Job –
Print the listing that follows, character for character.

-- START OF Exercise data --

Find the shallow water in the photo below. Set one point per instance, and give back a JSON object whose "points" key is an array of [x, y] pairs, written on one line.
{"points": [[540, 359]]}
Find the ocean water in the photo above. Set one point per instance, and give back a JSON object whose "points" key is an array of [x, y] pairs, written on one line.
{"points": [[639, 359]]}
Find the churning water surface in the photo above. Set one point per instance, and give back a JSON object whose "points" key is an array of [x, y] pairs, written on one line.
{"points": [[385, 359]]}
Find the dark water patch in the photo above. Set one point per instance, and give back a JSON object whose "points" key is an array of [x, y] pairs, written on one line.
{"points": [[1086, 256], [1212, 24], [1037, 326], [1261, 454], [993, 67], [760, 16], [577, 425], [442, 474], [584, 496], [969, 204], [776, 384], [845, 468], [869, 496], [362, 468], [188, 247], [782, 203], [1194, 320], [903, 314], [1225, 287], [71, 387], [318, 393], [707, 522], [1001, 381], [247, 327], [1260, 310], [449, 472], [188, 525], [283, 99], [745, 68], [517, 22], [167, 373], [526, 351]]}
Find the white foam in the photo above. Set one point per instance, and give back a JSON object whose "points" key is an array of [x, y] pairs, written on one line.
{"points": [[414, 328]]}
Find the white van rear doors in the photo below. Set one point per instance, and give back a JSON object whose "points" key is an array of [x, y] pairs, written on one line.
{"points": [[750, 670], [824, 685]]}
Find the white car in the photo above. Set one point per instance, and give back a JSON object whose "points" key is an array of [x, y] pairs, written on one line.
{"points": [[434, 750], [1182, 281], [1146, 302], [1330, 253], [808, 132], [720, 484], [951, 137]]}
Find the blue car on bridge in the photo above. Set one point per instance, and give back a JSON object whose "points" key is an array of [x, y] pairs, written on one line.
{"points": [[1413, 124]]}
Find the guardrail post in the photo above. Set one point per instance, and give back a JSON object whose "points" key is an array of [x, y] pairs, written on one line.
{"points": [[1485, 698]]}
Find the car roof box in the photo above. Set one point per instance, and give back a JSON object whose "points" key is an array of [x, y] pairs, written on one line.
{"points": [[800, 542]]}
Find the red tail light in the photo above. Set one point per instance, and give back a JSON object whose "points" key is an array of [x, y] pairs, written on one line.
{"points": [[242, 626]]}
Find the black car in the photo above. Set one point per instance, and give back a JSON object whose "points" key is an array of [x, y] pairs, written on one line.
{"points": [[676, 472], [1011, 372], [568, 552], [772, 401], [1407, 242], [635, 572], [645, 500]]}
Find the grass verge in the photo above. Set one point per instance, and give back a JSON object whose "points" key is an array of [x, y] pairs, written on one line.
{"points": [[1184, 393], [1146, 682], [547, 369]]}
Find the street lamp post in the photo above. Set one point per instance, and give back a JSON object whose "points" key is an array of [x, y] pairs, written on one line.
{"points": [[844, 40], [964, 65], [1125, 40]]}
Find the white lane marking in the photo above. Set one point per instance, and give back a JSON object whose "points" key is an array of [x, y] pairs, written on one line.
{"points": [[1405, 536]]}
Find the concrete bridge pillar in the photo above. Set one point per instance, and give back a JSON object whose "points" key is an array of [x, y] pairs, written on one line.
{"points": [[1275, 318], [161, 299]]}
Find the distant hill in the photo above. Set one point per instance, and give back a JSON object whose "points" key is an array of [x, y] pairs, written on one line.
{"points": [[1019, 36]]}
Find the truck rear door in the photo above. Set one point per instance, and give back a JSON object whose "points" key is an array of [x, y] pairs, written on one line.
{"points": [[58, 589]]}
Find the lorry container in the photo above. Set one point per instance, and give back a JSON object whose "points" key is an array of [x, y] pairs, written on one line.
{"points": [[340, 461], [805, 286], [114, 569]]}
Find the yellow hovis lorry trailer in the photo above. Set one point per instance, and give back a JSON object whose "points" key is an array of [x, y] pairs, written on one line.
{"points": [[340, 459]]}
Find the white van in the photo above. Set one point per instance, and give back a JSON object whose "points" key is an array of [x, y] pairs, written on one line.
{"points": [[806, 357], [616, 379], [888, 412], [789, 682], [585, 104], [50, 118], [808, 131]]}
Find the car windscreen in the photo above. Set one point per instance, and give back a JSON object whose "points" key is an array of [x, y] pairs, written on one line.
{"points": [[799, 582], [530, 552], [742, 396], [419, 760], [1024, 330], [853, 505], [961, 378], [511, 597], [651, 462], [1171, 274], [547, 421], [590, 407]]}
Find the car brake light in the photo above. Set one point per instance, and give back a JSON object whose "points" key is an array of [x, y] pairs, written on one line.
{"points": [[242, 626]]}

-- END OF Exercise data --

Solution to the exercise –
Find the shallow water in the photo below. Set one point per instance, and give back a JSON object whose "points" key is an array of [x, y] pairs, written on one line.
{"points": [[540, 359]]}
Find the ocean water in the photo above. Set one point per instance, and give back a JSON object whose "points" key is an array of [x, y] pairs, written on one line.
{"points": [[639, 359]]}
Find the churning water surface in the photo above. Set one point per instance, and give back a JSON object whose "points" key is an array of [x, y] pairs, written on one line.
{"points": [[385, 359]]}
Find the dark water patch in the photo above. Set one point per instance, and give back a JSON object whose "points" key is an array of [x, y] pairs, written on one line.
{"points": [[1086, 256], [1212, 24], [1037, 326], [1261, 454], [993, 67], [760, 16], [577, 425], [442, 474], [584, 496], [969, 204], [776, 384], [845, 468], [869, 496], [362, 468], [188, 247], [782, 203], [1194, 320], [903, 314], [1225, 287], [71, 387], [318, 393], [707, 522], [1001, 381], [247, 327], [1260, 310], [449, 472], [188, 525], [283, 99], [745, 68], [517, 22], [167, 373], [526, 351]]}
Find the white foam in the photo above. Set one point per instance, and give back a JSON object whose "points" key is an array of [x, y] pairs, written on one line.
{"points": [[414, 328]]}
Find the white van rear doors in the photo below. Set one point per instance, and give back a JSON object whose "points" key is an array of [x, y] pairs, written on one line.
{"points": [[750, 670], [824, 685]]}
Find the white car in the photo above. Set one point per instance, and give back a JSON object whose "points" key is an array of [x, y] pairs, written on one line.
{"points": [[434, 750], [1182, 281], [1146, 302], [1330, 253], [808, 132], [720, 484], [951, 137]]}
Find the blue car on bridge in the photo above. Set one point per instance, and give back a JSON object whose "points" key is an array of [x, y] pairs, written on one line.
{"points": [[1413, 124]]}
Find the guardrail post in the photo above. Set one point per instance, and give back a JSON object whose "points" key is an array of [x, y] pairs, written on one line.
{"points": [[1485, 698]]}
Find the car roof box in the photo above. Set one point per instance, and give back a JSON object whose "points" key is an array of [x, y] pairs, written on one line.
{"points": [[800, 542]]}
Find the red tail light in the photo above. Set one point per instance, and give back a JSON object whose "points" key is an array of [x, y] pairs, written on one line.
{"points": [[242, 626]]}
Find the black car in the photo above. Set one point per instance, and give back a JSON object whose "points" key is an array of [x, y] pairs, written on one line.
{"points": [[676, 472], [1011, 372], [568, 552], [772, 401], [1407, 242], [635, 572], [645, 500]]}
Find the grass verge in the photo above. Set one point per instance, and give back a JSON object whose "points" key is an array of [x, y] pairs, written on one line.
{"points": [[1184, 393], [1146, 682], [547, 369]]}
Find the street lamp post in the photo above. Set one point per instance, and give back a JSON object whose "points" key is an array of [x, y] pairs, written on one line.
{"points": [[844, 40], [964, 65], [1125, 40]]}
Find the white lane marking in the photo above. Set one point per instance, and give back a JSON object whose "points" key is an array of [x, y] pairs, written on one line.
{"points": [[1405, 536]]}
Find the concrete bridge pillar in the photo above. Set one point per instance, and give back a JSON object whose "points" key is an array of [x, y] pairs, written on one line.
{"points": [[1275, 318], [161, 299]]}
Find the distant hill in the photo above. Set one point per instance, and give back a JSON object whose "points" key is an array of [x, y] pairs, written on one line.
{"points": [[1019, 36]]}
Find the truck rear door in the photo above. Set one point per instance, and give back a JSON object whose "points" key is an array of [x, y] pairs, written on one line.
{"points": [[58, 589]]}
Find the lorry container in the photo above. Set one point per instance, and give back a JSON object whose "points" key is an array of [x, y] pairs, written on one line.
{"points": [[340, 461], [805, 286], [114, 569]]}
Find the yellow hovis lorry trailer in the photo above. Set one point per instance, and give back a JSON object whose "points" key is an array of [x, y] pairs, written on one line.
{"points": [[340, 459]]}
Find the white van in the photo above. Set one point per instance, and give back a JSON object whose "points" key is an array of [x, y] pairs, written on one line.
{"points": [[806, 357], [616, 379], [888, 412], [789, 682], [585, 104], [50, 118], [808, 131]]}
Find the car windscreen in the photo above. Set one point per instance, and give back a JSON object whose "points" key is an array of [x, y] pairs, written on one line.
{"points": [[799, 582], [530, 552], [742, 396], [419, 760], [1024, 330], [853, 505], [961, 378], [511, 597], [651, 462], [1171, 274], [547, 421], [590, 407]]}
Find the car brake light in the photo above. Set one point per instance, and give back a JSON object whose "points" key is an array of [x, y] pairs, written on one line.
{"points": [[242, 626]]}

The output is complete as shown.